### [Work instructions]
Every record here needs to be written out again exactly.

(Records from a data collection)

# # # # # # #

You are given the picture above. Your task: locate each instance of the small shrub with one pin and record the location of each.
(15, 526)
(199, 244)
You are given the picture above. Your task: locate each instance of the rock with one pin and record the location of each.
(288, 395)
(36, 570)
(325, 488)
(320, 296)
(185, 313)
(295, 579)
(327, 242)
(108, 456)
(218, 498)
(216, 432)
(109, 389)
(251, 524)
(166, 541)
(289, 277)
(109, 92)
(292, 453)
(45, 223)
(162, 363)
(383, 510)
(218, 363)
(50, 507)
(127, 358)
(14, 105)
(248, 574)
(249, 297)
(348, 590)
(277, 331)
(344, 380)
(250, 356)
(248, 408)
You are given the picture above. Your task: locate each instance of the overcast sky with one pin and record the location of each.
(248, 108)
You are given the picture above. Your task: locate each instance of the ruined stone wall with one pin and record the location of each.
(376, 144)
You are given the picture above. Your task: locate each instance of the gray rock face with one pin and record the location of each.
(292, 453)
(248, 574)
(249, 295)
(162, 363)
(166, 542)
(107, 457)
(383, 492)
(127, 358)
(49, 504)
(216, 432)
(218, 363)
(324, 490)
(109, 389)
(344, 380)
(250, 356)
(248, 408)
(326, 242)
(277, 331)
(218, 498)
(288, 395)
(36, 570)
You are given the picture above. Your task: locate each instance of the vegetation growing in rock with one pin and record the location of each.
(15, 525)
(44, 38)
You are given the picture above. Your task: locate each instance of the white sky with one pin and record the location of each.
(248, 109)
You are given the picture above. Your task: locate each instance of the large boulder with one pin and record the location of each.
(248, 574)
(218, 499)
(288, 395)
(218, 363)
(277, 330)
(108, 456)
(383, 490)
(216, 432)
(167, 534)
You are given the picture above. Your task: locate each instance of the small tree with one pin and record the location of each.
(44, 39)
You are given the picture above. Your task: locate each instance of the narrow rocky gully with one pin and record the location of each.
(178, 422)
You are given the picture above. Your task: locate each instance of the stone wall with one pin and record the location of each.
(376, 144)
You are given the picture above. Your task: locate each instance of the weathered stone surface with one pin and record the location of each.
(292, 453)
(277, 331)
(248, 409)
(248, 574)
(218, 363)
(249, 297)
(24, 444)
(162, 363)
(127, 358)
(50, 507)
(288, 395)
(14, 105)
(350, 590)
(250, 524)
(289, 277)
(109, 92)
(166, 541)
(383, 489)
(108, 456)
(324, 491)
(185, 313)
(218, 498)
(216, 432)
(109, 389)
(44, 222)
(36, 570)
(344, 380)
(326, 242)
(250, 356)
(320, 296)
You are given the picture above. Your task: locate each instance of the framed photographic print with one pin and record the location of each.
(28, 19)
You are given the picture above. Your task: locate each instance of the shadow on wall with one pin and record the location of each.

# # # # # # #

### [Worked solution]
You are given the picture above. Your task: locate each instance of the small shrub with one pin and record the location of each.
(15, 526)
(199, 244)
You are given the picture above. Your task: locate each instance of the rock with one pin and record the location of each.
(288, 395)
(36, 570)
(325, 488)
(320, 296)
(185, 313)
(295, 579)
(327, 242)
(108, 456)
(218, 498)
(216, 432)
(109, 389)
(251, 524)
(166, 541)
(289, 277)
(109, 92)
(292, 453)
(45, 223)
(162, 363)
(383, 510)
(218, 363)
(50, 507)
(127, 358)
(14, 105)
(248, 574)
(249, 297)
(348, 590)
(277, 331)
(344, 380)
(250, 356)
(248, 408)
You are given the picture above. Your task: locate each instance of the overcast sky with one pin and record the location of each.
(248, 108)
You are given the picture above. Your task: locate each instance of the ruined stone wall with one pin and record the location of each.
(376, 144)
You are given the picture above. Your task: locate each instance of the gray rock face with one pin and record the location of each.
(292, 453)
(248, 574)
(249, 295)
(162, 363)
(166, 542)
(107, 457)
(383, 492)
(127, 358)
(49, 504)
(216, 432)
(218, 363)
(324, 490)
(109, 389)
(344, 380)
(250, 356)
(248, 408)
(326, 242)
(277, 331)
(218, 498)
(288, 395)
(36, 570)
You are given the picture above. Your task: locate each instance of the vegetation growing in rock with one pin and record the location of each.
(15, 525)
(44, 38)
You are given the picture above. Your task: locate each instance of the white sky with one pin and record the location of each.
(248, 109)
You are given the picture above. Your task: locate each instance of the large boulder with one pin and record the location of each.
(248, 574)
(218, 499)
(288, 395)
(218, 363)
(277, 330)
(108, 456)
(383, 490)
(216, 432)
(167, 534)
You are given the picture above. Your task: locate each instance of the small tree with one pin and record the location of each.
(44, 39)
You are given the picture above. Your task: locate each instance of the narrow rocky gully with one pin and record the location of each.
(178, 422)
You are given the picture above. Your task: locate each instance of the stone wall with one pin and record the location of each.
(376, 144)
You are given the picture above. Your task: locate each instance of the weathered stone surface with one pin and record the location of each.
(292, 453)
(277, 331)
(248, 409)
(248, 574)
(218, 363)
(249, 297)
(24, 444)
(162, 363)
(127, 358)
(50, 507)
(288, 395)
(14, 105)
(350, 590)
(250, 524)
(289, 277)
(109, 92)
(166, 541)
(383, 489)
(108, 456)
(324, 491)
(185, 313)
(218, 498)
(216, 432)
(109, 389)
(44, 222)
(36, 570)
(344, 380)
(326, 242)
(250, 356)
(320, 296)
You are given the picture above. Your task: locate each instance of the framed photographic print with one pin and record the location of each.
(28, 19)
You are given the picture above. Your task: locate each instance of the shadow on wall with one pin and record the location of each.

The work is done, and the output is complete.